Render every entry below as a numbered list, one line per item, with any blank lines dropped.
## begin
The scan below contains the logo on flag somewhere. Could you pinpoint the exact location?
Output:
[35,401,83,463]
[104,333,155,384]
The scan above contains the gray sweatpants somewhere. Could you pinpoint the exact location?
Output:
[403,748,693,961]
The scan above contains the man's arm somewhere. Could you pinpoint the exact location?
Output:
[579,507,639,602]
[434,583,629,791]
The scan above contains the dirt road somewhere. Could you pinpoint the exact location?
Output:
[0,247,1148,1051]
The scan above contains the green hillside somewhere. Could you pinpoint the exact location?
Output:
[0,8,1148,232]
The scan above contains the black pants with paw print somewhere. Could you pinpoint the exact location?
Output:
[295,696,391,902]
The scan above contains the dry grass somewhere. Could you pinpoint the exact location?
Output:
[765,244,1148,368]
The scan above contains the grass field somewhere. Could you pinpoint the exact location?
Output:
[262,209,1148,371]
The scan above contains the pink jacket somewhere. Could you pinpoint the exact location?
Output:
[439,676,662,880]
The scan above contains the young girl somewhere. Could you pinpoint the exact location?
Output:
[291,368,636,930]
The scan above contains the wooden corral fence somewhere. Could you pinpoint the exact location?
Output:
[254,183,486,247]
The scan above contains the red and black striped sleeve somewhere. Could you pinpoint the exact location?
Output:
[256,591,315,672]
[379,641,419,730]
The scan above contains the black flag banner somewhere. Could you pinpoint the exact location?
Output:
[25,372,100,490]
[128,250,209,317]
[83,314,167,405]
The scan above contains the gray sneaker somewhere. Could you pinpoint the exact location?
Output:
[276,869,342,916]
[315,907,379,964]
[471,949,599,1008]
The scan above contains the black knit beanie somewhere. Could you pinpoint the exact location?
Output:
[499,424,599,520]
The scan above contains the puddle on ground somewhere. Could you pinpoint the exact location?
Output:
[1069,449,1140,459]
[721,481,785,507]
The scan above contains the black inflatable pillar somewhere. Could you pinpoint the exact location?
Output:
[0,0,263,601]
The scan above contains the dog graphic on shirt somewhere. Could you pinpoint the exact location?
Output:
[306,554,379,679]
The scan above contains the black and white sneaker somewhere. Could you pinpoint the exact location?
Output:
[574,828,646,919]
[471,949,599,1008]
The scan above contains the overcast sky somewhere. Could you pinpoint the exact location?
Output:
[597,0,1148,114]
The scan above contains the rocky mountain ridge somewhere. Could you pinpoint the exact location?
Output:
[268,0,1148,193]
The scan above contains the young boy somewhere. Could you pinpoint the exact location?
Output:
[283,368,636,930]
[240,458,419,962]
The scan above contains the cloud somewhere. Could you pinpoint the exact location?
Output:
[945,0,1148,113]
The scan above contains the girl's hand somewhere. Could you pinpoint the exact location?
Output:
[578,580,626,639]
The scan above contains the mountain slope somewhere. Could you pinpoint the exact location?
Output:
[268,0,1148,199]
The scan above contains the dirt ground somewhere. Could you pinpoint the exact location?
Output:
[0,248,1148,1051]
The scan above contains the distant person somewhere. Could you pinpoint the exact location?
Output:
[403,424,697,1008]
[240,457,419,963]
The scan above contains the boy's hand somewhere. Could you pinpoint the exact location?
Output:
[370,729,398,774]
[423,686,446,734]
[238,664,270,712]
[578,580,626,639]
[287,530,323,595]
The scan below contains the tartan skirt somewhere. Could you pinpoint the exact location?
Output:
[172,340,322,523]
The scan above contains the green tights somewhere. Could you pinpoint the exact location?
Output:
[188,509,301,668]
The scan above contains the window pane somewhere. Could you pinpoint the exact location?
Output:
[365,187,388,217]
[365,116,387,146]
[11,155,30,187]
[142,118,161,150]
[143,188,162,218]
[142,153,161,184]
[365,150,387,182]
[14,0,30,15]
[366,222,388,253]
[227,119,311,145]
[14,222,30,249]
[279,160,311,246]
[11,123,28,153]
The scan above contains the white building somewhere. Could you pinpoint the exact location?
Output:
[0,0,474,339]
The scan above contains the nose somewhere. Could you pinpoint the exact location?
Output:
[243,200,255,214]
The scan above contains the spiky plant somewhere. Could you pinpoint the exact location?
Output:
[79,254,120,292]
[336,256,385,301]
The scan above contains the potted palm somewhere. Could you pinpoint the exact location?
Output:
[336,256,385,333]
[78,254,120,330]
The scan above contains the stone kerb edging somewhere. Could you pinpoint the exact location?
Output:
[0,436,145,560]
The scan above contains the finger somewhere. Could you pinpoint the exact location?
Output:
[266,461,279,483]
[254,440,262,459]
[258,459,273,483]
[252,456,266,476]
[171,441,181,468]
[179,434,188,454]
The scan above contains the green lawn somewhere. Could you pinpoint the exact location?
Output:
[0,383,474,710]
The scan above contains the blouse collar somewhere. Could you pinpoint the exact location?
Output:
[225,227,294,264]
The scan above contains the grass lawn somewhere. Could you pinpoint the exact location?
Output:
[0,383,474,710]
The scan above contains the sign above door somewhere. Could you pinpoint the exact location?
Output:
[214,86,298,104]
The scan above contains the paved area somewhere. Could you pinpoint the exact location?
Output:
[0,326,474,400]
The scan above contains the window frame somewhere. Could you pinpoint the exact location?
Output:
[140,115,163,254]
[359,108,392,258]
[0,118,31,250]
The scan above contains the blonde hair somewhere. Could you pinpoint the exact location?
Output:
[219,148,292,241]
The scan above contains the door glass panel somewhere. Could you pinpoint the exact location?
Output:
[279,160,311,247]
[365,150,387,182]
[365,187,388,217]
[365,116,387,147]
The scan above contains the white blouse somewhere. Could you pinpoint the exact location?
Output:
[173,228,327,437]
## end
WRITTEN ANSWER →
1. The scan below contains the logo on flag somewhere. Could you pinpoint the exact location?
2. Output:
3. [35,401,83,463]
4. [104,333,155,384]
5. The scan above contains the gray sweatpants somewhere. Could you pinpoint the exact location?
6. Output:
7. [403,748,693,961]
8. The scan above contains the man's arm somewhere. Could you pinpoint the exact location?
9. Output:
10. [579,507,639,602]
11. [434,583,629,791]
12. The scan above contains the dirt road somewhere. Could you pinpoint the exact location?
13. Output:
14. [0,247,1148,1051]
15. The scan above contains the green hillside somewhere. Could you pinpoint the exact location?
16. Output:
17. [0,8,1148,232]
18. The scan above contains the black pants with paw print somewhere. Could you pinpoint the exact location?
19. Output:
20. [295,696,391,902]
21. The scan above contains the dry grass somewhere. Could you pinpoint the exact location?
22. Output:
23. [765,244,1148,368]
24. The scan above contains the grass field somewhere. Could you pinpoint the exact location?
25. Output:
26. [262,209,1148,371]
27. The scan above contains the pink jacket somewhere. Could you pinpoint the exact location?
28. Output:
29. [439,676,662,880]
30. The scan above contains the young girl somewhere. Could you pinpoint the exact location?
31. Output:
32. [291,368,636,930]
33. The scan above contains the wooden corral fence somewhere. Could you pinpoint the exact location?
34. Output:
35. [254,183,486,247]
36. The scan above contains the red and black striped sleeve somewhere. Could you pinpoint the exact location?
37. Output:
38. [256,591,315,672]
39. [379,641,419,730]
40. The scan above contains the black flag banner somewhere. Could you pinpoint the exact location?
41. Output:
42. [25,372,100,490]
43. [128,250,209,317]
44. [83,314,167,405]
45. The scan above contains the gray sneaker somewhere. Could you pinpoint the exact location?
46. Output:
47. [276,869,342,916]
48. [315,907,379,964]
49. [471,949,599,1008]
50. The scan above contains the black knit beanie somewhere. Could you pinpoint the exact location?
51. Output:
52. [499,424,599,520]
53. The scan above contains the puddle on ground somewhere. Could you pinpoint the exact location?
54. Output:
55. [1069,449,1140,459]
56. [721,481,785,507]
57. The scan above contains the black inflatable pillar somewhere. Could you pinpoint the exact location?
58. Output:
59. [0,0,263,601]
60. The scan above contains the dog graphic on shirt somewhere. Could you pinpoint the exact location?
61. Output:
62. [306,554,379,679]
63. The scan above contains the black and white sneaker somewhere. Could you pinpoint the exact location?
64. Output:
65. [574,828,646,919]
66. [471,949,599,1008]
67. The scan above contains the overcast sky somewhere. Could you pinpoint the exact location?
68. Output:
69. [597,0,1148,114]
70. The scan above contains the rocky mountain ridge somewhere. Could you pinpoint the exact location?
71. Output:
72. [268,0,1148,193]
73. The scan above contains the young boy somewhere. Could you pinpoint the exact location?
74. Output:
75. [283,368,636,930]
76. [240,458,419,962]
77. The scan above contains the cloud somewhere. Could you pinpoint the exact location?
78. Output:
79. [945,0,1148,113]
80. The scan above contains the girl's hand somewhere. Could you pinpoint the exact location?
81. Output:
82. [578,580,626,639]
83. The scan above contains the mountain slope somewhere. Could you pinpoint the exact location?
84. Output:
85. [268,0,1148,199]
86. The scan above contains the dirt ground somewhere. Could you pinpoint the exact location?
87. Output:
88. [0,248,1148,1051]
89. The scan above contains the distant person somewhere. Could you pinpoint the exact location?
90. Output:
91. [403,424,697,1008]
92. [240,457,419,963]
93. The scan above contains the boy's hand somewhere. Could you pinpoint the exact location?
94. Output:
95. [370,729,398,774]
96. [423,686,446,734]
97. [238,664,270,712]
98. [578,580,626,639]
99. [287,530,323,595]
100. The scan below contains the tartan skirt somewhere. Could you pinpoint the exact location?
101. Output:
102. [172,340,322,523]
103. The scan above contains the green tights somewhere. Could you pinpoint the exact location?
104. Output:
105. [188,509,301,668]
106. The scan above contains the window pane somewhere. Could you pinpoint the exact location?
107. Output:
108. [365,187,388,217]
109. [365,116,387,146]
110. [11,155,30,187]
111. [142,118,161,150]
112. [143,188,162,218]
113. [142,153,161,184]
114. [365,150,387,182]
115. [14,0,30,15]
116. [366,222,388,253]
117. [227,119,311,145]
118. [14,222,30,249]
119. [279,160,311,246]
120. [11,123,28,153]
121. The scan above contains the white building somewhere. Could you pinpoint the exact location?
122. Output:
123. [0,0,474,339]
124. The scan above contains the nose somewhere. Could you pinpoint the exact location?
125. Output:
126. [243,200,255,214]
127. The scan above contains the spiky plant somewhere. Could you pinpoint the exact location?
128. Output:
129. [79,254,120,292]
130. [336,256,385,301]
131. The scan above contains the potted palm somewhere. Could you pinpoint the exact location?
132. Output:
133. [336,256,385,333]
134. [78,254,120,330]
135. The scan above contains the stone kerb edging somewhere. Could you pinpoint the exact location?
136. Output:
137. [0,436,145,560]
138. The scan above contains the finger somewhere. Could you pinpoint the exact location?
139. Output:
140. [266,461,279,483]
141. [254,440,262,459]
142. [258,459,273,483]
143. [252,456,266,476]
144. [171,441,181,468]
145. [179,434,188,454]
146. The scan above contains the green lawn somewhere. Could you pinpoint the exact location?
147. Output:
148. [0,383,474,710]
149. The scan above contains the blouse collar somewhere. Could you pinpoint the exact location?
150. Output:
151. [225,227,294,264]
152. The scan above contains the grass lawn somewhere. Could you pinpoint the exact location?
153. Output:
154. [0,383,474,710]
155. The scan above contains the sign above door somewhere. Could you pinpoint the exact location?
156. Output:
157. [214,86,298,104]
158. The scan above contains the paved area somewhere. Could you pinpoint the exact location?
159. Output:
160. [0,326,474,400]
161. The scan above contains the window frame somewhere. Could you pinpoint the exact location?
162. Output:
163. [140,115,163,254]
164. [359,108,392,258]
165. [0,118,31,250]
166. The scan above contains the blonde hair somewhere. Could you pinpoint the exact location?
167. Output:
168. [219,148,292,241]
169. The scan above contains the door glass panel somewhere. Could you pinpoint the exact location?
170. Output:
171. [279,160,311,247]
172. [365,150,387,182]
173. [365,187,388,217]
174. [365,116,387,147]
175. The scan above contains the white blouse somewhere. Could you pinpoint the exact location?
176. Output:
177. [173,228,327,437]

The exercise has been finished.